╭─ DOCUMENT EXCERPT

The statement was the strongest indication to date that the military would allow the protests to continue and even grow, as long as they are peaceful.
Monday’s one-week anniversary of the protests, which have effectively shut down Cairo, revealed strains among the capital’s poor, although demonstrators in Tahrir Square, the central Cairo plaza that has become the protests’ epicenter, showed no signs of diminishing in numbers or enthusiasm.
“We will continue like this for another week!” an ebullient stock market trader named Redi said at a protest on Monday night. He said he felt the confidence of the demonstrators was increasing with each day.
Monday night’s protest was significantly larger than the demonstrations on Sunday, due partially to everyone’s need to recover from the violent clashes on Saturday.
In an apparent attempt to defuse the weeklong political upheaval, Mubarak named a new government on Monday – dropping his interior minister, who is in charge of security forces and whom protesters have denounced for the brutality of police. But the lineup was greeted with scorn in Tahrir (Liberation) Square, with crowds of more than 10,000 chanting for Mubarak’s ouster.

╰─
╭─ RECORDED INFORMATION

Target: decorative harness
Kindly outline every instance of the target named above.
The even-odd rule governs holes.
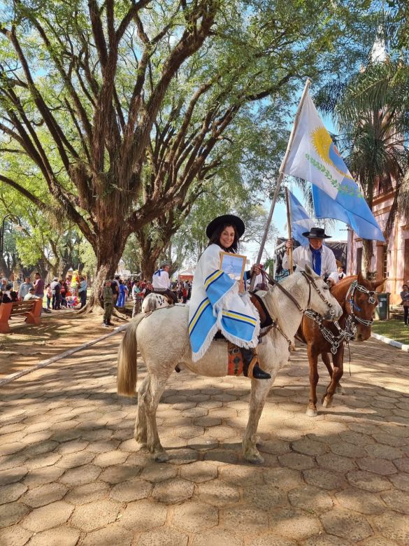
[[[273,279],[273,277],[271,276],[267,273],[266,271],[264,271],[264,270],[261,270],[261,274],[263,275],[263,276],[264,276],[267,279],[267,281],[268,281],[268,284],[271,284],[273,287],[277,286],[284,294],[285,294],[285,295],[289,300],[291,300],[291,301],[294,303],[294,304],[296,307],[296,308],[298,309],[298,310],[301,313],[304,313],[304,314],[306,314],[308,312],[308,307],[310,305],[310,303],[311,302],[311,286],[313,286],[313,288],[315,289],[315,291],[317,292],[317,293],[318,294],[318,295],[320,296],[321,300],[322,300],[322,301],[331,309],[333,307],[333,304],[330,302],[329,302],[328,300],[327,300],[327,298],[325,298],[325,296],[322,294],[322,293],[320,290],[320,288],[317,285],[317,283],[315,282],[315,280],[314,277],[313,277],[310,275],[309,275],[306,271],[301,271],[301,273],[303,275],[303,276],[306,279],[306,280],[307,281],[307,283],[308,284],[308,300],[307,302],[307,306],[306,306],[306,309],[303,309],[301,307],[301,306],[299,304],[299,303],[297,302],[297,300],[295,299],[295,298],[292,294],[290,294],[289,292],[288,292],[288,290],[287,290],[283,286],[282,286],[282,285],[280,284],[280,283],[277,282],[277,281],[275,281],[275,279]],[[320,277],[317,277],[317,278],[320,278]],[[259,296],[256,295],[255,293],[252,292],[251,294],[252,295],[256,296],[256,298],[257,298],[257,300],[259,302],[261,302],[262,301],[261,298],[260,298]],[[282,328],[280,327],[280,325],[278,323],[278,320],[275,320],[271,316],[271,314],[268,311],[268,309],[267,309],[267,308],[266,308],[266,305],[264,304],[264,302],[262,304],[262,307],[263,307],[263,310],[266,312],[266,314],[267,315],[267,317],[270,319],[271,323],[268,326],[268,327],[266,328],[266,330],[264,332],[262,332],[262,333],[260,335],[259,337],[263,337],[272,328],[275,328],[278,332],[280,332],[281,335],[282,335],[282,337],[287,342],[287,343],[288,343],[288,349],[289,349],[289,352],[291,352],[292,350],[292,340],[288,337],[288,336],[287,336],[284,333],[284,332],[282,331]],[[312,311],[311,312],[315,314],[315,312],[314,312],[314,311]],[[333,310],[331,310],[330,312],[330,314],[333,316],[335,315],[335,312]],[[321,315],[319,315],[317,313],[316,313],[315,314],[317,314],[317,316],[321,317]],[[267,325],[266,325],[266,326],[267,326]]]
[[[338,321],[336,321],[333,323],[336,328],[338,329],[338,335],[336,335],[333,332],[331,331],[331,330],[327,328],[324,325],[324,319],[321,315],[318,314],[318,313],[315,313],[315,311],[312,311],[311,309],[308,309],[306,312],[306,316],[309,318],[311,318],[318,325],[318,328],[322,335],[322,337],[331,345],[331,352],[332,354],[336,354],[339,346],[342,343],[344,342],[349,343],[350,340],[352,340],[352,337],[354,337],[355,334],[357,333],[357,323],[364,324],[365,326],[371,326],[373,324],[373,320],[367,321],[365,318],[361,318],[361,317],[357,316],[357,315],[354,313],[354,309],[358,312],[361,310],[361,308],[359,307],[354,301],[354,295],[356,290],[357,290],[359,292],[362,292],[364,294],[368,294],[369,295],[368,298],[368,303],[372,305],[376,304],[375,290],[368,290],[368,288],[365,288],[365,286],[363,286],[361,284],[358,284],[357,281],[354,281],[352,282],[345,295],[345,304],[350,304],[350,312],[348,313],[347,311],[347,316],[345,321],[345,330],[341,328]]]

╰─

PROBLEMS AND TASKS:
- A) From the Cairo protests excerpt, reproduce the text word for word from "The statement was" up to and including "they are peaceful.".
- B) According to the Cairo protests excerpt, what did Mubarak do on Monday in an apparent attempt to defuse the upheaval?

ANSWERS PER TASK:
- A)
The statement was the strongest indication to date that the military would allow the protests to continue and even grow, as long as they are peaceful.

- B) He named a new government and dropped his interior minister.